◆ Anforderung a
Kannst du die Datensätze ab ihrer ersten Zeile bis einschließlich der Zeile mit „pixel 118 146“ unverändert abschreiben und dabei die Bilder weglassen?

◆ Textauszug
Alles, was die Menschen pflügen, besegeln und bauen, verdanken sie der Tugend.
Aber viele Sterbliche, dem Bauch und Schlaf ergeben, durchschreiten das Leben
ungebildet und unkultiviert wie Reisende; diesen dient tatsächlich gegen die
Natur der Körper der Lust, der Geist dient der Last. Ich schätze das Leben derer
gleich dem Tode ein, da über beides geschwiegen wird. Denn wirklich scheint mir
aber derjenige schließlich zu leben und das Leben zu genießen, der mit
irgendeiner Aufgabe beschäftigt den Ruhm der hochberühmten Tat oder die Güter
der Künste sucht.
Aber in der großen Menge der Dinge zeigte die Natur jedem einen anderen Weg.
[03] Es ist schön, für den Staat gut zu handeln, es ist auch nicht schlecht, gut
zu reden; es ist erlaubt, entweder im Frieden oder im Krieg berühmt zu werden;
sowohl diejenigen, die Gutes getan haben als auch die, die die Taten anderer
aufgeschrieben haben, werden sehr gelobt. Und mir erscheint es, obwohl der
gleiche Ruhm keineswegs dem Schriftsteller und dem Urheber der Dinge folgt,
besonders schwierig, Taten zu beschreiben: Zuerst muss das Gesagte, was gemacht
worden ist, gleichgesetzt werden, von hier aus, weil die meisten glauben, dass
man genannte Vergehen aus Böswilligkeit oder Neid tadelt, sobald man die große
Tugend und den Ruhm der Guten erwähnt, glaubt jeder dies für sich selbst leicht
zu tun, nimmt es mit Gelassenheit und führt über dieses hinaus wie Erdachtes für
Falsches.

◆ Bereitgestellte Daten
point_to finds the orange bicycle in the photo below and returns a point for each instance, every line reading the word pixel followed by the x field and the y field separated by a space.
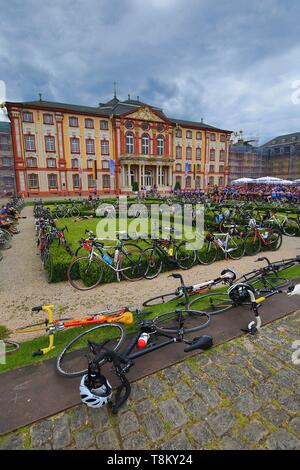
pixel 51 326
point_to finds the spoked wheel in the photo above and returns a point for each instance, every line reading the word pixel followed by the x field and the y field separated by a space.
pixel 154 263
pixel 208 253
pixel 72 361
pixel 213 304
pixel 10 346
pixel 133 261
pixel 169 322
pixel 185 258
pixel 85 273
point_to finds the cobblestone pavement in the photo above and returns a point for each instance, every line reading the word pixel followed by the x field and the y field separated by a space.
pixel 244 394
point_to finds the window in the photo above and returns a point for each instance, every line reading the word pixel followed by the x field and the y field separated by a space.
pixel 50 143
pixel 73 121
pixel 33 181
pixel 52 181
pixel 104 147
pixel 76 181
pixel 91 181
pixel 160 145
pixel 89 123
pixel 51 163
pixel 129 142
pixel 106 181
pixel 75 146
pixel 188 182
pixel 29 143
pixel 74 163
pixel 47 119
pixel 145 144
pixel 189 153
pixel 32 162
pixel 27 116
pixel 90 146
pixel 178 151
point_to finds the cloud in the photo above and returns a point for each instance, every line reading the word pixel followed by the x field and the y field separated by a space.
pixel 230 62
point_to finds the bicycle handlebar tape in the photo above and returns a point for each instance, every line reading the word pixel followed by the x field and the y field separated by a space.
pixel 200 342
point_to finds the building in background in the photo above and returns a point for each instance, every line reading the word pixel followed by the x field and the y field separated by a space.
pixel 7 174
pixel 283 156
pixel 118 146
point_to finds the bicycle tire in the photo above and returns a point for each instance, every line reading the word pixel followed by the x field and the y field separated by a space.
pixel 78 275
pixel 76 357
pixel 213 303
pixel 161 299
pixel 170 320
pixel 185 259
pixel 154 263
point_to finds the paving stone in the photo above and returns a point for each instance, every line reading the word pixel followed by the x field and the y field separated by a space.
pixel 61 433
pixel 231 443
pixel 282 440
pixel 220 421
pixel 85 439
pixel 154 426
pixel 137 441
pixel 155 385
pixel 128 423
pixel 196 407
pixel 78 418
pixel 254 432
pixel 178 442
pixel 173 412
pixel 246 404
pixel 295 425
pixel 40 433
pixel 13 442
pixel 182 391
pixel 108 440
pixel 100 417
pixel 275 416
pixel 201 434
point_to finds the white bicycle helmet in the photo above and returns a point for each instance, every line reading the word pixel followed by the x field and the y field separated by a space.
pixel 95 397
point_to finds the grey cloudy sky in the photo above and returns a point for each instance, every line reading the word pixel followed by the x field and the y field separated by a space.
pixel 232 62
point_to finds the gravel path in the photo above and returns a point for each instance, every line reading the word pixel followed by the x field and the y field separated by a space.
pixel 23 283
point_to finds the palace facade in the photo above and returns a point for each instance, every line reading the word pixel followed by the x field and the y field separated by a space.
pixel 116 147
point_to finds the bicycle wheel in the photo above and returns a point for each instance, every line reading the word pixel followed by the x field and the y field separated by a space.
pixel 161 299
pixel 134 263
pixel 84 273
pixel 184 258
pixel 252 244
pixel 72 361
pixel 213 303
pixel 208 253
pixel 169 322
pixel 275 240
pixel 235 247
pixel 290 227
pixel 154 263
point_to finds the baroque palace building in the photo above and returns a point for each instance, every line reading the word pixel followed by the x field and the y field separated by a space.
pixel 116 147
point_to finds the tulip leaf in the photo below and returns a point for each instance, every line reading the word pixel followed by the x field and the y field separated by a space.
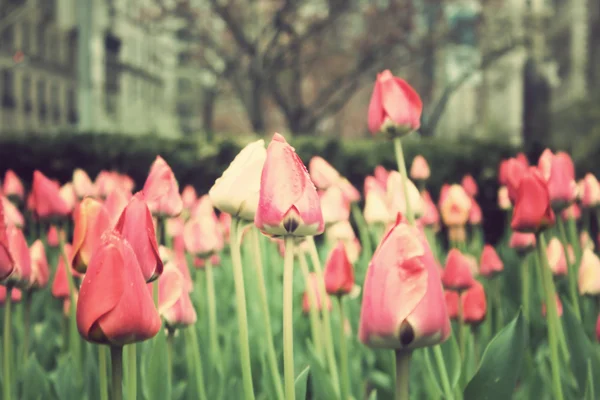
pixel 581 350
pixel 500 365
pixel 34 381
pixel 301 383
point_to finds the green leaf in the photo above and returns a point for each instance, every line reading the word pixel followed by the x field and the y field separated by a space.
pixel 155 384
pixel 34 381
pixel 301 383
pixel 500 366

◆ Anforderung b
Wie lässt sich der Textauszug in zwei Sätzen zusammenfassen?

◆ Richtige Antwort a
point_to finds the orange bicycle in the photo below and returns a point for each instance, every line reading the word pixel followed by the x field and the y field separated by a space.
pixel 51 326
point_to finds the spoked wheel in the photo above and returns a point for each instance, every line reading the word pixel followed by the x field and the y field separated by a space.
pixel 154 263
pixel 208 253
pixel 72 361
pixel 213 304
pixel 10 346
pixel 133 261
pixel 169 322
pixel 185 258
pixel 85 273
point_to finds the cobblestone pavement in the photo above and returns a point for each instance, every line reading the word pixel followed by the x field and the y field separated by a space.
pixel 244 394
point_to finds the window in the photo above and returns a point for each instance, every line reading the word pixel followed by the x field and the y field separated by a space.
pixel 50 143
pixel 73 121
pixel 33 181
pixel 52 181
pixel 104 147
pixel 76 181
pixel 91 181
pixel 160 145
pixel 89 123
pixel 51 163
pixel 129 142
pixel 106 181
pixel 75 146
pixel 188 182
pixel 29 143
pixel 74 163
pixel 47 119
pixel 145 144
pixel 189 153
pixel 32 162
pixel 27 116
pixel 90 146
pixel 178 151
point_to finds the cloud in the photo above and returns a point for each instance, every line reading the word pixel followed by the x field and the y field separated by a space.
pixel 230 62
point_to finds the bicycle handlebar tape in the photo above and returns a point for each instance, every line reading the word pixel followed by the x field and the y field separated by a space.
pixel 200 342
point_to finds the building in background in the photo above and returns a point for each instance, every line reading the word pixel followed by the x field and the y field separated by a space.
pixel 7 174
pixel 283 156
pixel 118 146

◆ Richtige Antwort b
Alles, was die Menschen pflügen, besegeln und bauen, verdanken sie der Tugend; wer aber dem Bauch und dem Schlaf ergeben ungebildet durchs Leben geht, dessen Leben gleicht dem Tod, während wirklich lebt, wer mit einer Aufgabe beschäftigt den Ruhm einer Tat oder die Güter der Künste sucht. Gut für den Staat zu handeln und gut zu reden wird beides gelobt, doch das Beschreiben von Taten ist besonders schwierig, weil das Gesagte dem Getanen gleichgesetzt werden muss und die meisten Tadel für Böswilligkeit oder Neid halten.